Texte à analyser:
__________________________________________________
L’armée a pris brutalement le contrôle du pays lundi, en instaurant l’état d’urgence pour un an. Aung San Suu Kyi ainsi que d’autres responsables de son parti, la Ligue nationale pour la démocratie (LND), ont été arrêtés et placés en résidence surveillée dans la capitale Naypyidaw.
Le chef de l’armée, le général Min Aung Hlaing, détient désormais les pouvoirs législatif, administratif et judiciaire. Les militaires ont annoncé mardi un nouveau cabinet composé de généraux, d’anciens officiers de haut rang et de politiciens d’un parti soutenu par l’armée.
Les appels à la désobéissance civile se multiplient
Deux jours après ce putsch, condamné par de nombreuses capitales étrangères, les premiers signes de résistance émergeaient.
Des médecins et des professionnels de santé, portant des rubans rouges en signe de protestation, ont annoncé refuser tout travail, sauf en cas d’urgence médicale. “Nous obéirons uniquement au gouvernement élu démocratiquement”, a déclaré à l’AFP Aung San Min, responsable d’un hôpital de 100 lits dans la région de Magway (centre).
Des membres du personnel médical de l’hôpital général de Yangon se sont réunis devant l’établissement, faisant le salut à trois doigts, un geste de résistance déjà adopté par les militants pro-démocrates à Hong Kong ou en Thaïlande.
Un groupe nommé “le mouvement de désobéissance civile” a aussi été lancé sur Facebook et comptait déjà quelque 150.000 abonnés. “Honte à l’armée”, “les militaires sont des voleurs”, pouvait-on lire sur cette page.
Mardi soir, dans le quartier commerçant de Rangoun, la capitale économique, des habitants ont klaxonné, tapé sur des casseroles, certains scandant: “Vive Mère Suu!” (Aung San Suu Kyi).
Pressentant les événements, cette dernière a exhorté la population à “ne pas accepter” le coup d’État dans une lettre écrite par anticipation avant son arrestation.
__________________________________________________
Données fournies:
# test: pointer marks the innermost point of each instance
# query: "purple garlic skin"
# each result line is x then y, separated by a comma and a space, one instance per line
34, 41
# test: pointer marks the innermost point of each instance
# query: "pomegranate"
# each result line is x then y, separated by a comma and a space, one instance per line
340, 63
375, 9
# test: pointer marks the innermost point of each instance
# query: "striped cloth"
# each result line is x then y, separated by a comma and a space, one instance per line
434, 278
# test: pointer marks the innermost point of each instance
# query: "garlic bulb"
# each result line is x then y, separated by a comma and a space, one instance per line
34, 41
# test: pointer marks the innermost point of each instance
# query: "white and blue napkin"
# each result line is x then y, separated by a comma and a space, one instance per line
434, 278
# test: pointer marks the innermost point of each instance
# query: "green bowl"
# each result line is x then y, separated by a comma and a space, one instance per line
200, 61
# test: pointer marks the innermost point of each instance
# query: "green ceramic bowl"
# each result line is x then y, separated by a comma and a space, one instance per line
__________________________________________________
Activités:
1 - Mettez à jour le passage du texte à analyser qui va de "Le chef de l’armée, le" jusqu'à "de Magway (centre)." en y remplaçant "médecins" par "infirmiers".
2 - Répondez à ces questions sur le texte à analyser :
(a) Pour quelle durée l'état d'urgence a-t-il été instauré ?
(b) De quelle couleur étaient les rubans portés par les médecins et les professionnels de santé ?
(c) Combien d'abonnés comptait déjà le groupe lancé sur Facebook ?

Réponses par tâche:
1 -
Le chef de l’armée, le général Min Aung Hlaing, détient désormais les pouvoirs législatif, administratif et judiciaire. Les militaires ont annoncé mardi un nouveau cabinet composé de généraux, d’anciens officiers de haut rang et de politiciens d’un parti soutenu par l’armée.
Les appels à la désobéissance civile se multiplient
Deux jours après ce putsch, condamné par de nombreuses capitales étrangères, les premiers signes de résistance émergeaient.
Des infirmiers et des professionnels de santé, portant des rubans rouges en signe de protestation, ont annoncé refuser tout travail, sauf en cas d’urgence médicale. “Nous obéirons uniquement au gouvernement élu démocratiquement”, a déclaré à l’AFP Aung San Min, responsable d’un hôpital de 100 lits dans la région de Magway (centre).

2 -
(a) Pour un an.
(b) Rouges.
(c) Quelque 150.000 abonnés.